## Study material
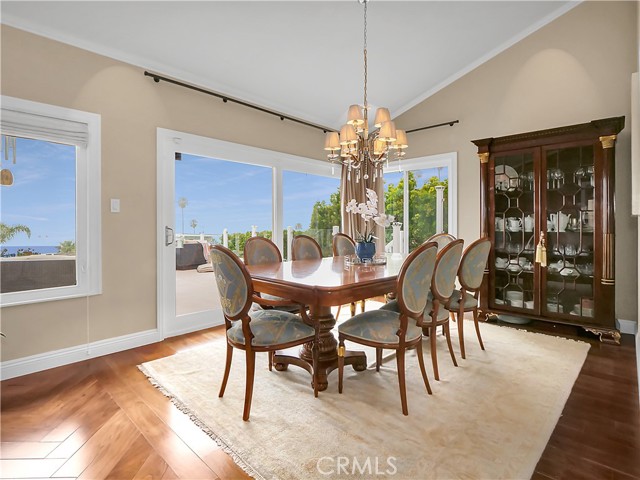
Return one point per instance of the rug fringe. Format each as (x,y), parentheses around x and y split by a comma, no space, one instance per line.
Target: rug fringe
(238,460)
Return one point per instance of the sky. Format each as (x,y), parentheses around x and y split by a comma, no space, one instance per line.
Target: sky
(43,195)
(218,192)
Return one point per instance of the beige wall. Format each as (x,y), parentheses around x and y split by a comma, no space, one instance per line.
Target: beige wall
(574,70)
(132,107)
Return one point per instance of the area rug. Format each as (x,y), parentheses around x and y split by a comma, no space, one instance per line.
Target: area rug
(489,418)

==

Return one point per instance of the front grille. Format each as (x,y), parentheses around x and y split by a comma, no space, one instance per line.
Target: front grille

## What you need to do
In the listing above, locate the line with "Return one point per instance of the front" and the line with "Target: front grille", then extract exactly those lines and every line between them, and nothing more.

## Task response
Return one point per instance of the front grille. Format each as (x,y), parentheses around x and y split by a comma, no space, one instance per line.
Target: front grille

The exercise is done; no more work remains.